━━━━━ Supplied information
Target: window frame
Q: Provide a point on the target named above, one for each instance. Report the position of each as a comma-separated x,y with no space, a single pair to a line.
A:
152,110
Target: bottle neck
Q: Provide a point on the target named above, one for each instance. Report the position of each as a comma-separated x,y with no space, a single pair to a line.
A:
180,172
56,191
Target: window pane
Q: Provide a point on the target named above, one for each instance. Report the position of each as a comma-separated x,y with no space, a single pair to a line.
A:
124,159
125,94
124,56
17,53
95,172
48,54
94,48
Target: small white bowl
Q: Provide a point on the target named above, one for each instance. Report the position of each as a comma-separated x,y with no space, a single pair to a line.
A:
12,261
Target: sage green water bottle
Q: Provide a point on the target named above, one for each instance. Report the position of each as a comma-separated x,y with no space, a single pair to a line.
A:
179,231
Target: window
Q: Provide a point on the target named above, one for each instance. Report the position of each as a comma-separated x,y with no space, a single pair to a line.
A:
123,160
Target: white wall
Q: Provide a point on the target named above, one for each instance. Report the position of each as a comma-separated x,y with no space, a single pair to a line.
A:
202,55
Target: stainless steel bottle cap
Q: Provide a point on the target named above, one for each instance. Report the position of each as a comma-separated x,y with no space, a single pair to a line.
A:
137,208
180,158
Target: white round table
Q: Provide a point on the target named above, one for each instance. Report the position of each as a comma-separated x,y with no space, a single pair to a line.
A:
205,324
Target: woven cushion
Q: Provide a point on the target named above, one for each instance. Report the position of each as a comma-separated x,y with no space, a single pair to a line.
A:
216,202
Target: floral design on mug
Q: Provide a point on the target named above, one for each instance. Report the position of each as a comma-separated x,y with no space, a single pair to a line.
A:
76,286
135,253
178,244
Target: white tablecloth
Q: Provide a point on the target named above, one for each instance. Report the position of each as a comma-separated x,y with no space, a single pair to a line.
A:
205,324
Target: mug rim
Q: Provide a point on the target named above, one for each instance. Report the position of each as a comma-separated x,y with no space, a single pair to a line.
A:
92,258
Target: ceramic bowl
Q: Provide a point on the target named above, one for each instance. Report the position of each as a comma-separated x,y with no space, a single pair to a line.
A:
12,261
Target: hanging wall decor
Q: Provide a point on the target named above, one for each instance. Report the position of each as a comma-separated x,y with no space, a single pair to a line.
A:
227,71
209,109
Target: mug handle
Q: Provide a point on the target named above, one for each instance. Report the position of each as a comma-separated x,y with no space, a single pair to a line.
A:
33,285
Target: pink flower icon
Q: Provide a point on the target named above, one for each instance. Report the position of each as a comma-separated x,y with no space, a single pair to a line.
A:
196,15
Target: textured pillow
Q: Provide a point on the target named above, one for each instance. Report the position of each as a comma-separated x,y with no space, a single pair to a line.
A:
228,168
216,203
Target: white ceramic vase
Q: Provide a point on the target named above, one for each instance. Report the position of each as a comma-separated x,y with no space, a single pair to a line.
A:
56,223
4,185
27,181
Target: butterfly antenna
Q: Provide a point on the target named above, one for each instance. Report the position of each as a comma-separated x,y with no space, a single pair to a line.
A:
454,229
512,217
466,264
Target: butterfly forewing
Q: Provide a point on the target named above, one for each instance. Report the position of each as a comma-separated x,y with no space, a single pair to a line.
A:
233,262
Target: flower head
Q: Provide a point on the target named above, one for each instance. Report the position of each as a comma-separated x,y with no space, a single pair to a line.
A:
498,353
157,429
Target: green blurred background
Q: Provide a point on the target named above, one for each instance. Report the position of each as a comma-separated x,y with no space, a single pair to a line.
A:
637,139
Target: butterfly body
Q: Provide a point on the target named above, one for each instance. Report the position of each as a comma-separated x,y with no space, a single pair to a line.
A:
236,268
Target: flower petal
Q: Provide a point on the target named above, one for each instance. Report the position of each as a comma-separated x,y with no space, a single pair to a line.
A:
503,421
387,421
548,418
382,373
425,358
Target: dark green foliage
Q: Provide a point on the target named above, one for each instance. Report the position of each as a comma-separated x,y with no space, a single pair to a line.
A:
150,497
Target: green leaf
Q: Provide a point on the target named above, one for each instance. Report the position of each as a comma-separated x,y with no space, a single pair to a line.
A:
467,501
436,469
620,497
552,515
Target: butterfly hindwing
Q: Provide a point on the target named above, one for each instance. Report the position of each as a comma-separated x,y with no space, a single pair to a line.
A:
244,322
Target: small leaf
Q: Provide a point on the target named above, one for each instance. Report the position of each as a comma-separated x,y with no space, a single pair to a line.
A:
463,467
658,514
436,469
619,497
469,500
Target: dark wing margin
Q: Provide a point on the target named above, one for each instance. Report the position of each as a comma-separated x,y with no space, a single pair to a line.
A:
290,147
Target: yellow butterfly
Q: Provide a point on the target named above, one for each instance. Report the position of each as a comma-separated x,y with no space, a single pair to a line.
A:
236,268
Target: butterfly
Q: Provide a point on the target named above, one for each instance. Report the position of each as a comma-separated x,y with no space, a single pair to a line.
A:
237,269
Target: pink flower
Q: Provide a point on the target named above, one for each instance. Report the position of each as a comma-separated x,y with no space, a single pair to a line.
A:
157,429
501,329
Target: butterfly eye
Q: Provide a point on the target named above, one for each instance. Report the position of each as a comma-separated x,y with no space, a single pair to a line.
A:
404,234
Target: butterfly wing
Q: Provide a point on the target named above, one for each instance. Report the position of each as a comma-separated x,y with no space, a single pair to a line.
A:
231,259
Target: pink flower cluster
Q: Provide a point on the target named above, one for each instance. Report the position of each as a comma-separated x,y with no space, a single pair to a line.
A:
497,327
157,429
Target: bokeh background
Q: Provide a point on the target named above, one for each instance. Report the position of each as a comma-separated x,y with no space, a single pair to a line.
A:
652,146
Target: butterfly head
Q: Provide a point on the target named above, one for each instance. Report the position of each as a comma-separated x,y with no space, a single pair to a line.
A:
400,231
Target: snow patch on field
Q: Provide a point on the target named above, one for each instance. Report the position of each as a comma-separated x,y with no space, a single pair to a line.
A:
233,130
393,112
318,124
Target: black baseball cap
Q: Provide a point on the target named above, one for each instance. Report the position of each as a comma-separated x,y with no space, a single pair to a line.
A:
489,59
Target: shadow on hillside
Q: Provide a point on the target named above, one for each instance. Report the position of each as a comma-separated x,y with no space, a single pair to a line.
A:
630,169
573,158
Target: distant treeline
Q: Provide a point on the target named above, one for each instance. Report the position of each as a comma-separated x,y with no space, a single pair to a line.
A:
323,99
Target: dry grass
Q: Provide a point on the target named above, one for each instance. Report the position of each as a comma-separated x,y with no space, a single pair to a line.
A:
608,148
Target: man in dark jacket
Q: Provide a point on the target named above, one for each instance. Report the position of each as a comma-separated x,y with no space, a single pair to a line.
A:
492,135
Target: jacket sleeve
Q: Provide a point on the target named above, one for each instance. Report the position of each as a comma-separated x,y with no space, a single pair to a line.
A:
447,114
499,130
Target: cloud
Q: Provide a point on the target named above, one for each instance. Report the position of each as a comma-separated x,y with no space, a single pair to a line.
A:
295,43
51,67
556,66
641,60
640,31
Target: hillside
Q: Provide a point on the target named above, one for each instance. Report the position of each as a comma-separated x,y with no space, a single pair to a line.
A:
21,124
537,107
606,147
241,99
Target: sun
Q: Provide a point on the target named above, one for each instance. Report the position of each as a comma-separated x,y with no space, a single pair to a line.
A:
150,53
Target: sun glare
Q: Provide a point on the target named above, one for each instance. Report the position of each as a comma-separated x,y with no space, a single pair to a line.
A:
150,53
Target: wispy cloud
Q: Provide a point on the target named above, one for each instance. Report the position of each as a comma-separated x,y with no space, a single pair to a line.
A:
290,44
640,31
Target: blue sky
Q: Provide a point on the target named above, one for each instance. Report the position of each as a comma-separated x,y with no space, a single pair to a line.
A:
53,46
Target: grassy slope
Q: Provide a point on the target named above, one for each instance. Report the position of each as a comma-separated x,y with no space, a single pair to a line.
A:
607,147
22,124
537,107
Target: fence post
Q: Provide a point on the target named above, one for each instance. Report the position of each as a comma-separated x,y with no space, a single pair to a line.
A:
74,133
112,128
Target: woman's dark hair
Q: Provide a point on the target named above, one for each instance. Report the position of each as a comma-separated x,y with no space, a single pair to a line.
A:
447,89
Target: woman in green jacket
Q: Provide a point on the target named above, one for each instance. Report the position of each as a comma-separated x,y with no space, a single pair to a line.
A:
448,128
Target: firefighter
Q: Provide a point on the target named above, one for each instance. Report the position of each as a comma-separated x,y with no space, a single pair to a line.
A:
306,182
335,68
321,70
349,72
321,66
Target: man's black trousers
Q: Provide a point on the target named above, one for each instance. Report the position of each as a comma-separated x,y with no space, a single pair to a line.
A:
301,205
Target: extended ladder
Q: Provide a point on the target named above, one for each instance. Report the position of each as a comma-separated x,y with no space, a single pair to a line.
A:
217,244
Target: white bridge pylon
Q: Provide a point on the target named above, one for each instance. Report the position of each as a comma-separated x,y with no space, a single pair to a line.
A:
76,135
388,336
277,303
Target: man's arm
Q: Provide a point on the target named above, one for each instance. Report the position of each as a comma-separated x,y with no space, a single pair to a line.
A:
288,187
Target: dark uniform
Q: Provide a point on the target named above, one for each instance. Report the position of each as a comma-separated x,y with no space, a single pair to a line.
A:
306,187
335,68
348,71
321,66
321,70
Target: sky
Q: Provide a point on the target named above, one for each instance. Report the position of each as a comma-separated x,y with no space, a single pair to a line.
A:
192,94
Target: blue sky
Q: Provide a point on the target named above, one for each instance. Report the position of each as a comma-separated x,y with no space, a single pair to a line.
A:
━━━━━━━━━━
*Problem description*. The lines above, from the start of the records through the one containing "Target: bottle neck", are to be printed exactly, and nothing else is to be included.

*The answer*.
Target: window frame
Q: Provide a point on the target named above, one for each instance. Report the position of each as a comma-separated x,y with no space, a single pair to a line.
A:
152,110
Target: bottle neck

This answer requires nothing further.